Photo-based point labeling data
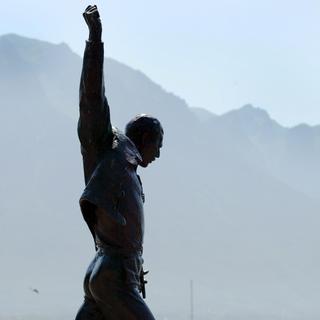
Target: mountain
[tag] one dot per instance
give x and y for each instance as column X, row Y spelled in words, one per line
column 224, row 206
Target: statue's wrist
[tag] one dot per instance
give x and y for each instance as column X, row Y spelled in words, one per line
column 95, row 36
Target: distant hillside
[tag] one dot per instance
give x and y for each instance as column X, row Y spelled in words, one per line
column 233, row 202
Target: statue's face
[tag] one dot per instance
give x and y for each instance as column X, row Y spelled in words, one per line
column 150, row 149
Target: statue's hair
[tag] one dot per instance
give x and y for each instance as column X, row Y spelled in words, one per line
column 141, row 124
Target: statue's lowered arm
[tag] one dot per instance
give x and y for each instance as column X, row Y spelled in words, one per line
column 94, row 127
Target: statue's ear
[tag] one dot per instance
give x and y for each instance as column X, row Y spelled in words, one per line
column 146, row 138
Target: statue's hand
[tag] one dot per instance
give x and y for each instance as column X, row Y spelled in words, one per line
column 92, row 18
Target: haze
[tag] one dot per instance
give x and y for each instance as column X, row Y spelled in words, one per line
column 215, row 54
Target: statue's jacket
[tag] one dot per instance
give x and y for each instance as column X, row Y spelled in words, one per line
column 112, row 201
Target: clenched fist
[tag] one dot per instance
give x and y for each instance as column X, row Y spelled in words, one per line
column 92, row 18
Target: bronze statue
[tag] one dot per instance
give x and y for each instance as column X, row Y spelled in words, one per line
column 112, row 202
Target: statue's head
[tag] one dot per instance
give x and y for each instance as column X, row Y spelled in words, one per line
column 146, row 133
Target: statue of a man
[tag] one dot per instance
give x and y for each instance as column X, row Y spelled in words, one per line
column 112, row 202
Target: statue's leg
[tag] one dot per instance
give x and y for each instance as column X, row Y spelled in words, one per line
column 89, row 311
column 116, row 299
column 123, row 303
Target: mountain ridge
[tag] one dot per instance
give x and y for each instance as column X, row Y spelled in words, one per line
column 218, row 194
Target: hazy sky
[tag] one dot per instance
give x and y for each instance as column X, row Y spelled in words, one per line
column 215, row 54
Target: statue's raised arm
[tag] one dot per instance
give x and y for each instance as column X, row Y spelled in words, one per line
column 94, row 128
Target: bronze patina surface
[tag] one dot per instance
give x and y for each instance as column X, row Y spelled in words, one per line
column 112, row 202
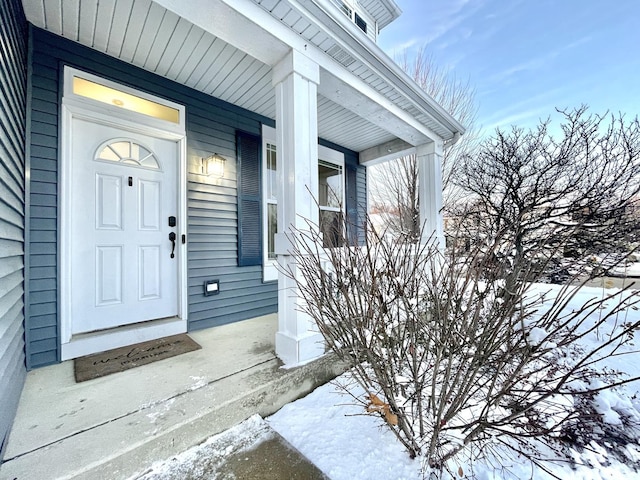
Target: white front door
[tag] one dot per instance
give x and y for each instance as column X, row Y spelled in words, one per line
column 123, row 194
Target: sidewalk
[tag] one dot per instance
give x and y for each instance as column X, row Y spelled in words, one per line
column 117, row 426
column 251, row 450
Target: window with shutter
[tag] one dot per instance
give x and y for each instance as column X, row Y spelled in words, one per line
column 249, row 199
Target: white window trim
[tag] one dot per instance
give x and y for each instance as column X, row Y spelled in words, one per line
column 114, row 111
column 269, row 266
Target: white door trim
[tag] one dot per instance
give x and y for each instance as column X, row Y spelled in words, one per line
column 78, row 345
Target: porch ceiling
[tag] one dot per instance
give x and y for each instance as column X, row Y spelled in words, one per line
column 145, row 34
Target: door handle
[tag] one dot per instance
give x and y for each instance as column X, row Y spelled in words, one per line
column 172, row 239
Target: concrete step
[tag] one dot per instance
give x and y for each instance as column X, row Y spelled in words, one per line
column 53, row 438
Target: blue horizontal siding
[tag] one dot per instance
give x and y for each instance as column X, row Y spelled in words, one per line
column 212, row 219
column 13, row 105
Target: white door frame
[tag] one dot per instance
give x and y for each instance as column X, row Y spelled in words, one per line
column 73, row 346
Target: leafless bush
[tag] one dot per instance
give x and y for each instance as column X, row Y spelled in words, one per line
column 455, row 350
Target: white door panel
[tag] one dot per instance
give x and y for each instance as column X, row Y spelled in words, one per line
column 122, row 271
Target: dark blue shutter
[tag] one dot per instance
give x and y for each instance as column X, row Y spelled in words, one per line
column 249, row 199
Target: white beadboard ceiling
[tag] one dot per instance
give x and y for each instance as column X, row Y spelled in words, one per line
column 149, row 36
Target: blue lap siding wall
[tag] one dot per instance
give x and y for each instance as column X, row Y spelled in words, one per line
column 212, row 220
column 13, row 95
column 212, row 228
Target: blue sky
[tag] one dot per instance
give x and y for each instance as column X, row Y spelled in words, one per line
column 526, row 57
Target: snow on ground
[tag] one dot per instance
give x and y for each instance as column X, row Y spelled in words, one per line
column 346, row 444
column 630, row 270
column 335, row 433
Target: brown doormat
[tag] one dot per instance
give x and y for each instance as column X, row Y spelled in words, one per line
column 124, row 358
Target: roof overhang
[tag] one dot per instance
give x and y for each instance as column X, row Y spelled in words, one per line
column 227, row 48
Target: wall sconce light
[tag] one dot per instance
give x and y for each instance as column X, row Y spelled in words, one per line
column 213, row 166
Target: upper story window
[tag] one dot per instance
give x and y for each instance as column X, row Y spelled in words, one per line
column 348, row 9
column 360, row 22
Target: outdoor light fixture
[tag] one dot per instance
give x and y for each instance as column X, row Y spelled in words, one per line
column 213, row 166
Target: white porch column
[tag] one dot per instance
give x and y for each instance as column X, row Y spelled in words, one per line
column 296, row 80
column 429, row 157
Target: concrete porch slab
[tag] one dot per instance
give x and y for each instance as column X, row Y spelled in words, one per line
column 115, row 426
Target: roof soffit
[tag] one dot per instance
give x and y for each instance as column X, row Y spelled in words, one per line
column 350, row 46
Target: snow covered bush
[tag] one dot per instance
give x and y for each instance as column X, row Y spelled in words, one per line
column 455, row 351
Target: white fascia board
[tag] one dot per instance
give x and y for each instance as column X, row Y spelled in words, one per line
column 368, row 52
column 247, row 26
column 385, row 152
column 394, row 10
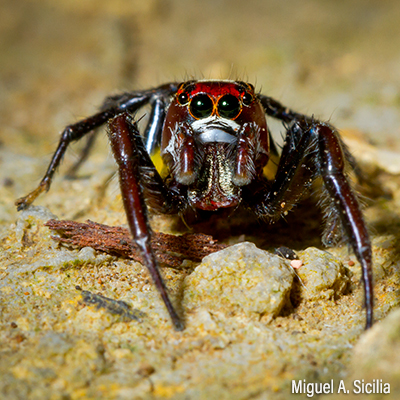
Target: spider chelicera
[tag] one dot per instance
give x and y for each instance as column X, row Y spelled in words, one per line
column 214, row 140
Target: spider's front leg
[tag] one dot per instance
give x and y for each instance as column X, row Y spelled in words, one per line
column 135, row 167
column 114, row 105
column 314, row 149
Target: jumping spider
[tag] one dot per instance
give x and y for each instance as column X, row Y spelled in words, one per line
column 214, row 140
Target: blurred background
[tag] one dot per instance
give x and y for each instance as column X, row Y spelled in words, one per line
column 338, row 60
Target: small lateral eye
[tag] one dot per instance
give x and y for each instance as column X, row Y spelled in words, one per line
column 229, row 106
column 201, row 106
column 183, row 98
column 247, row 99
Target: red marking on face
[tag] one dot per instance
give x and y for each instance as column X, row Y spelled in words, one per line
column 225, row 99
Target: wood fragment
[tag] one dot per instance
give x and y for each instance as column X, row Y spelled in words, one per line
column 169, row 249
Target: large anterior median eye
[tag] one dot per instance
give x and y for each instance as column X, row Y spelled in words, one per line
column 201, row 106
column 228, row 106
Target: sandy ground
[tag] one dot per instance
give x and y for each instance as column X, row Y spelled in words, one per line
column 336, row 60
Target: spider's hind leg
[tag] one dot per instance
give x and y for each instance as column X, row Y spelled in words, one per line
column 314, row 149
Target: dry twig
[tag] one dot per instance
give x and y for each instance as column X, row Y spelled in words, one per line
column 169, row 249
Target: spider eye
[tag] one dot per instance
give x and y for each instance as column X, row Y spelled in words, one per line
column 201, row 106
column 247, row 99
column 228, row 106
column 183, row 98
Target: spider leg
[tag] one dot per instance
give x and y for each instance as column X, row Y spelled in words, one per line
column 124, row 138
column 314, row 149
column 91, row 139
column 112, row 106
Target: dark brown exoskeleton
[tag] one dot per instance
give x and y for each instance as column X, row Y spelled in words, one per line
column 214, row 139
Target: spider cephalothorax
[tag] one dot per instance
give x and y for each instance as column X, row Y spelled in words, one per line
column 215, row 143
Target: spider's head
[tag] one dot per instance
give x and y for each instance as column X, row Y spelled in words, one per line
column 215, row 140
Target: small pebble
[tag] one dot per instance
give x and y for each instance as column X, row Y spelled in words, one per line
column 296, row 264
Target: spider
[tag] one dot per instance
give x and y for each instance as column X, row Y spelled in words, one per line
column 214, row 140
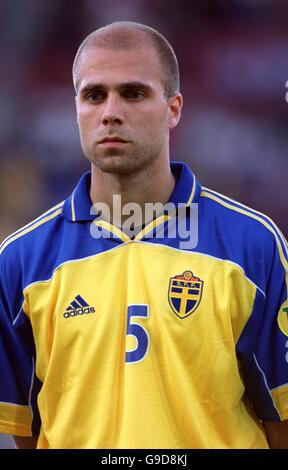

■ Your goal: Update the rows that begin at the line containing "Target: white door trim" and end after the line containing "column 13, row 105". Write those lines again with "door handle" replaced by "doorknob" and everything else unchanged.

■ Expected output:
Target: white door trim
[tag] one dot per instance
give x and y for each instance as column X, row Y spelled in words, one per line
column 78, row 345
Target: porch ceiling
[tag] one dot per instance
give x and y for each instance as column X, row Y spelled in words, one per line
column 145, row 34
Target: doorknob
[tag] one dot per instance
give x and y for each instance as column X, row Y spelled in words, one per line
column 172, row 239
Target: concrete step
[tag] one dot per instance
give x and y for each instance as column X, row Y spelled in words, one per line
column 53, row 438
Target: blue horizontal siding
[tag] one dot per instance
give x and y for each instance as column X, row Y spelled in words, one per line
column 212, row 219
column 13, row 105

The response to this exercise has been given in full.